## [Activity 1]
List everything the journal below says the Dad gave.
## [Activity 2]
Rewrite the journal below from "I still get" up to and including "much I believe.", swapping "voice" for "pen".

──────── Supplied passage

JULY XXVii, 2o22:
I am at a mental hospital in Amsterdam, the Netherlands. Planet Earth.
Feeling alive…the warrior in me lives and is thankful to be here today.
Only one thing is real: Raina Sahu, daughter of Professor R. K. Sahu, born in New Delhi, INDIA….5 decades ago. Deemed human, born with a vagina, IT is a GIRL!
Took my gender away……left me a human with so so so so so much pain….
i howled and cried and prayed and looked to the sky for the Moon…couldnt find it…
Felt the SUN……
Will follow it to the end of the Earth….and on to whichever planet I came from….till I have found my Daddy and my Dad’s baby ….Raina …
————————–scroll down for before———2022
———————scroll up for After the Before……2022
November 19th, 2021
Command to center
I am alive
Saw the rainbow
Thanking the universe for every moment that I am alive and making connections and in the process reconnecting with who R is…
healing,living oneday at a time, envisioning tomorrow, smiling more, crying less, recognizing rewards universe has given me…finding R and liking what I find…
A story in progress….more soon… 😉
Gosh….so much has happened since I last wrote about me…
I am alive to tell my story. I have fought for my survival, my freedom, my children and I am living n breathing everyday, one day at a time.
The healing has begun…i am awake.
I still get scared and have panic attacks and just last week i was hit with threats to my safety. Made me feel very fragile. But nothing can stop me from using my voice and writing my truth.
And that’s what i am trying to do here…shake off all labels and be free to be me. I did get a label when i was born and that starts with R.
I can heal a few others, that much I believe.
Thank you for giving me a listen Universe!!
PS: I donot have BPD symptoms and am free of that Label. 😉
February 12, 2018
Once upon a time…there was a Dad. He had a little girl who made him smile everytime he looked at her. He was my world.
He gave me the Moon, ..love, validation, smiles and a red color motorcycle. Then one day he died. I didn’t realise. I just sought him…wished he would come back. Coz he would never ever judge me, always gave me unconditional love.
A year after I lost him, I was diagnosed with BPD. Borderline Personality Disorder.
the Moon, is a story, of my journey to recover from a illness. A illness to which I lost most of my life. A illness which is real, as real as me! You need to know…you need to understand. I need to understand what is BPD…am just starting to discover the real me….
I just know that I want to be my Daddy’s girl” again….find my memories of who I was and what took over my life, what happened?
The Moon is real……my rock, a place to escape, a place to reflect and TODAY….to share and to heal …
I have been living in my balcony for the past 3 yrs…its my Moon.
My wish is to be free!
My wish is to go back home
I just have to get a bit stronger…and i will fight for my freedom…to take back my life.

────────────────
──────── Data for review

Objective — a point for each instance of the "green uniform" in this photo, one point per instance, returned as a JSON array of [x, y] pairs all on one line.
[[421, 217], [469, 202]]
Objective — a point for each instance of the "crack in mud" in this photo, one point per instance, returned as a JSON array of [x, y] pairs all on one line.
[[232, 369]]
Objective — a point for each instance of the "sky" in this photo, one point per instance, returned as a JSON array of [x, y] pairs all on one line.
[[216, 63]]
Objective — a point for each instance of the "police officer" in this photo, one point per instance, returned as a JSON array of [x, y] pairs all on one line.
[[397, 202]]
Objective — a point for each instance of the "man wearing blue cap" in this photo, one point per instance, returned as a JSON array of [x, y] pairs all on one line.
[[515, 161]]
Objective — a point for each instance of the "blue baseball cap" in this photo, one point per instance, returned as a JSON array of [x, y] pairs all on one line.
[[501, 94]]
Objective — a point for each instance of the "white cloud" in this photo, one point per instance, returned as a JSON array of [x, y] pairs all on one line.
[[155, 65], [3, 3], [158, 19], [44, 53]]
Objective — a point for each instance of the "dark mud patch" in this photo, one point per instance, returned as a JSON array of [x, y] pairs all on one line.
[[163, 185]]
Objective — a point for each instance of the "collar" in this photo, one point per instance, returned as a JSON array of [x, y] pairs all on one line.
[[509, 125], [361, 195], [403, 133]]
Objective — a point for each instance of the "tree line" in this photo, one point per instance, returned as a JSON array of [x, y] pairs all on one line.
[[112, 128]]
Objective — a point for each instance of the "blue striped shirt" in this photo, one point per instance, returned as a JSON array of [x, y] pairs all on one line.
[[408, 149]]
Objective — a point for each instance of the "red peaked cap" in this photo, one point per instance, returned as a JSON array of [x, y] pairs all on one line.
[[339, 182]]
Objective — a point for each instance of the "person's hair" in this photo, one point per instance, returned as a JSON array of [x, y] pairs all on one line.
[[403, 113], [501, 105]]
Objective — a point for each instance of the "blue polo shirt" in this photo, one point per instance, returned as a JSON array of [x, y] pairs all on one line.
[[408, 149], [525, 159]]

────────────────

## [Result 1]
the Moon, love, validation, smiles, a red color motorcycle

## [Result 2]
I still get scared and have panic attacks and just last week i was hit with threats to my safety. Made me feel very fragile. But nothing can stop me from using my pen and writing my truth.
And that’s what i am trying to do here…shake off all labels and be free to be me. I did get a label when i was born and that starts with R.
I can heal a few others, that much I believe.